◆ **Goal of the exercise**:
Print exactly the lines from the one containing "Target: chrome rail" through the last line of the entries below; the pictures stay out of the copy.

[[ Records to use open ]]

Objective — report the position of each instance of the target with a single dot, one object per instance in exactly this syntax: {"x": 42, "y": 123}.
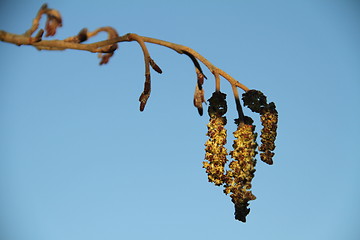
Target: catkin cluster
{"x": 215, "y": 150}
{"x": 257, "y": 102}
{"x": 241, "y": 170}
{"x": 238, "y": 176}
{"x": 269, "y": 119}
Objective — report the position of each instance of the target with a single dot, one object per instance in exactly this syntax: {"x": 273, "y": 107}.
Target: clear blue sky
{"x": 79, "y": 161}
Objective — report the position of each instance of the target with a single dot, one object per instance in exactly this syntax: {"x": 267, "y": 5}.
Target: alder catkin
{"x": 256, "y": 101}
{"x": 269, "y": 120}
{"x": 242, "y": 168}
{"x": 215, "y": 150}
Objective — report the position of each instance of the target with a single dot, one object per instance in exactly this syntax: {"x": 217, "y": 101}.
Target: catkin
{"x": 215, "y": 150}
{"x": 241, "y": 170}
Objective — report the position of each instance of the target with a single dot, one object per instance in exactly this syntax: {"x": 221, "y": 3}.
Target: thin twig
{"x": 238, "y": 104}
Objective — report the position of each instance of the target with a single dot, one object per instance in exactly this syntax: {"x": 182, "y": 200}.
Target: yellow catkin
{"x": 214, "y": 147}
{"x": 269, "y": 120}
{"x": 215, "y": 151}
{"x": 241, "y": 170}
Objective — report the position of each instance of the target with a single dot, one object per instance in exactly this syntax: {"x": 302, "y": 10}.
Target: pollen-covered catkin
{"x": 269, "y": 120}
{"x": 215, "y": 150}
{"x": 241, "y": 170}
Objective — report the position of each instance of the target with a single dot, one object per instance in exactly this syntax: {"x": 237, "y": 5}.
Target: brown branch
{"x": 107, "y": 48}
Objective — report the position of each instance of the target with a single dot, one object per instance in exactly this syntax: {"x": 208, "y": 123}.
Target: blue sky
{"x": 79, "y": 161}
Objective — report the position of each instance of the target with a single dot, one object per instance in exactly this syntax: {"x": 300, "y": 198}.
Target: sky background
{"x": 79, "y": 161}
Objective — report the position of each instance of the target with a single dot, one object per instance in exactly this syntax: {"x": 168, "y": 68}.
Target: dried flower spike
{"x": 269, "y": 120}
{"x": 238, "y": 178}
{"x": 255, "y": 100}
{"x": 215, "y": 151}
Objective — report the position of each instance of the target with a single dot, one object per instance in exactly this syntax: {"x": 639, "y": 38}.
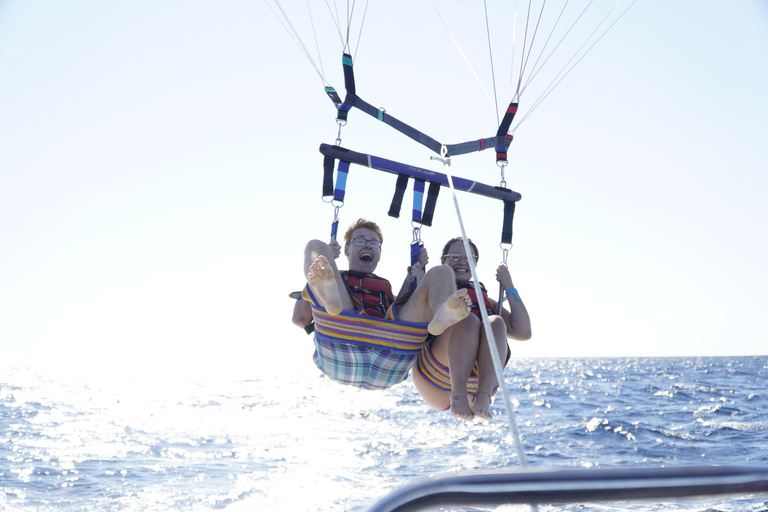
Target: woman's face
{"x": 460, "y": 267}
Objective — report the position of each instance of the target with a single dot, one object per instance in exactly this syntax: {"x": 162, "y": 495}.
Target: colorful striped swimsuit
{"x": 364, "y": 351}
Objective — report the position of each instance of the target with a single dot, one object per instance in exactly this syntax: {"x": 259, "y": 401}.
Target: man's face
{"x": 365, "y": 257}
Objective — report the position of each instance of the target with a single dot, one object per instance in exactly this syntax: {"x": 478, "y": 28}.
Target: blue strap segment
{"x": 334, "y": 229}
{"x": 341, "y": 181}
{"x": 429, "y": 208}
{"x": 328, "y": 164}
{"x": 418, "y": 199}
{"x": 393, "y": 167}
{"x": 415, "y": 249}
{"x": 500, "y": 141}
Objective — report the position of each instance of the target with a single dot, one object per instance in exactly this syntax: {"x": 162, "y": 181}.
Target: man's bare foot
{"x": 481, "y": 405}
{"x": 455, "y": 309}
{"x": 323, "y": 283}
{"x": 460, "y": 406}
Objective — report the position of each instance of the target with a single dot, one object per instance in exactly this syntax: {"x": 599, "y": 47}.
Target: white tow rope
{"x": 498, "y": 366}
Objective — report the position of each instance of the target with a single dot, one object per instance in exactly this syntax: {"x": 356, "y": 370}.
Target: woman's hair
{"x": 362, "y": 223}
{"x": 460, "y": 239}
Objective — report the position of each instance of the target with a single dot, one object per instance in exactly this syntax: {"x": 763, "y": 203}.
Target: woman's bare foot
{"x": 323, "y": 283}
{"x": 455, "y": 309}
{"x": 481, "y": 405}
{"x": 460, "y": 406}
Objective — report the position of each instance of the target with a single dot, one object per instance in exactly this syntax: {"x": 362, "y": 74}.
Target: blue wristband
{"x": 511, "y": 291}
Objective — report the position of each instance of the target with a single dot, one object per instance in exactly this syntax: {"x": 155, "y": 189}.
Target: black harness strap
{"x": 506, "y": 229}
{"x": 429, "y": 207}
{"x": 397, "y": 200}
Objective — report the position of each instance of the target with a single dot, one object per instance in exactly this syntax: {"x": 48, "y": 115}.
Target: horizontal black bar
{"x": 390, "y": 166}
{"x": 575, "y": 486}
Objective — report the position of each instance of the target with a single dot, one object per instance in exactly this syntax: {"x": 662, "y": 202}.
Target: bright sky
{"x": 159, "y": 176}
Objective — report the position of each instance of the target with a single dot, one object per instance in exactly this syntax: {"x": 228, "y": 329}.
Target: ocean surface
{"x": 299, "y": 442}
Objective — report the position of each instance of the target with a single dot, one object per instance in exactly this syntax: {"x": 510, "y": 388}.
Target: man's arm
{"x": 302, "y": 314}
{"x": 415, "y": 272}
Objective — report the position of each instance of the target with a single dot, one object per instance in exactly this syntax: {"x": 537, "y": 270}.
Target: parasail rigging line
{"x": 558, "y": 78}
{"x": 317, "y": 45}
{"x": 335, "y": 18}
{"x": 360, "y": 34}
{"x": 463, "y": 56}
{"x": 493, "y": 73}
{"x": 497, "y": 364}
{"x": 536, "y": 67}
{"x": 293, "y": 33}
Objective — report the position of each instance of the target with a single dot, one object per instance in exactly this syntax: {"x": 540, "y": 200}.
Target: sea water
{"x": 299, "y": 442}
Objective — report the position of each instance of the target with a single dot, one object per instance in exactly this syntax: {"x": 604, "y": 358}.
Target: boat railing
{"x": 574, "y": 486}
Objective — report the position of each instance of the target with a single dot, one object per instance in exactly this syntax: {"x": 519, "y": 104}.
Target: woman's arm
{"x": 415, "y": 272}
{"x": 516, "y": 317}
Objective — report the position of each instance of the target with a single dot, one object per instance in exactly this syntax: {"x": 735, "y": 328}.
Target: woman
{"x": 456, "y": 366}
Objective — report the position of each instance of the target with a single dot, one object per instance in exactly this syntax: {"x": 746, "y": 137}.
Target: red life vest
{"x": 473, "y": 297}
{"x": 374, "y": 291}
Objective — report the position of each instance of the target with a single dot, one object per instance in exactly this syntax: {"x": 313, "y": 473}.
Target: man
{"x": 363, "y": 336}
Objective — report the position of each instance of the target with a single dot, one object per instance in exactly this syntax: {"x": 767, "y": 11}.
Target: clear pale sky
{"x": 159, "y": 176}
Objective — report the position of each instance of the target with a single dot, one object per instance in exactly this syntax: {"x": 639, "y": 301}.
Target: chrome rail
{"x": 574, "y": 486}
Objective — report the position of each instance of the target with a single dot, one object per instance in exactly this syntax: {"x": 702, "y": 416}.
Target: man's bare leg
{"x": 436, "y": 302}
{"x": 324, "y": 278}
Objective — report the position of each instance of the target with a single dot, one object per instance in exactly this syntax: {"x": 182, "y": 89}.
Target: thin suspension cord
{"x": 524, "y": 64}
{"x": 493, "y": 73}
{"x": 349, "y": 24}
{"x": 553, "y": 85}
{"x": 522, "y": 53}
{"x": 335, "y": 17}
{"x": 512, "y": 60}
{"x": 360, "y": 35}
{"x": 466, "y": 60}
{"x": 295, "y": 36}
{"x": 533, "y": 74}
{"x": 536, "y": 66}
{"x": 499, "y": 368}
{"x": 317, "y": 45}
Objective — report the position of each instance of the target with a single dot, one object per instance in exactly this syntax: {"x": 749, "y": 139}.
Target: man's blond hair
{"x": 362, "y": 223}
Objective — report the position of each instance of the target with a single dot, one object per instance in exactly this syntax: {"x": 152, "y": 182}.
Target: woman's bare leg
{"x": 436, "y": 302}
{"x": 486, "y": 372}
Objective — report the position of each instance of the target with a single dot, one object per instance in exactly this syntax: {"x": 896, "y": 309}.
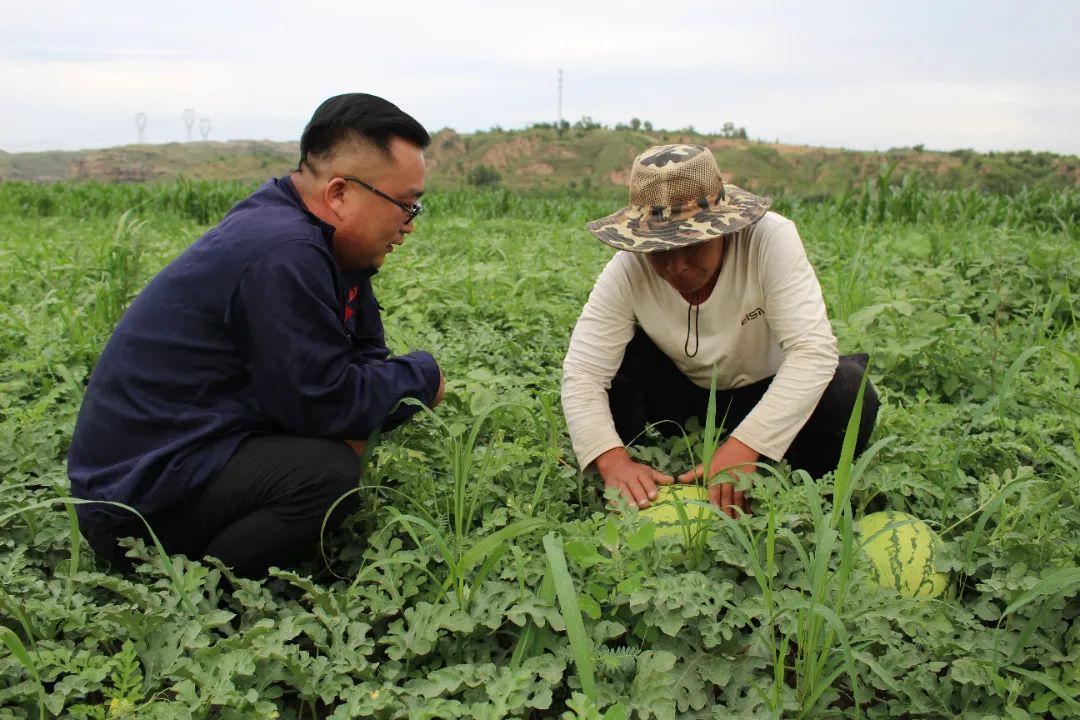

[[ Records to use closed ]]

◆ **Output**:
Target: chrome rail
{"x": 574, "y": 486}
Objective — report the position of each instance of the target with a single dot, one object per instance in exactly this syntax: {"x": 702, "y": 416}.
Target: man's bare leg
{"x": 436, "y": 302}
{"x": 324, "y": 278}
Objective — report the position of each instance of the target with a single dot, one object per instance in exactly this syntax: {"x": 182, "y": 89}.
Target: thin suspension cord
{"x": 524, "y": 64}
{"x": 493, "y": 73}
{"x": 349, "y": 24}
{"x": 553, "y": 85}
{"x": 522, "y": 53}
{"x": 335, "y": 17}
{"x": 512, "y": 60}
{"x": 360, "y": 35}
{"x": 466, "y": 60}
{"x": 295, "y": 36}
{"x": 533, "y": 74}
{"x": 536, "y": 66}
{"x": 499, "y": 368}
{"x": 317, "y": 45}
Objective — report the position of each instance of the target with a single dot, one object per instance in exactly this syntax: {"x": 749, "y": 139}.
Target: man's blond hair
{"x": 362, "y": 223}
Objective — report the position of each instance of the target with a single dot, one object per instance in exactly this syntax: {"x": 152, "y": 182}.
Target: woman's bare leg
{"x": 436, "y": 302}
{"x": 486, "y": 372}
Objective — report the position of each instance of the target with a single dot, one object per instance in exactly this syntax: {"x": 896, "y": 309}.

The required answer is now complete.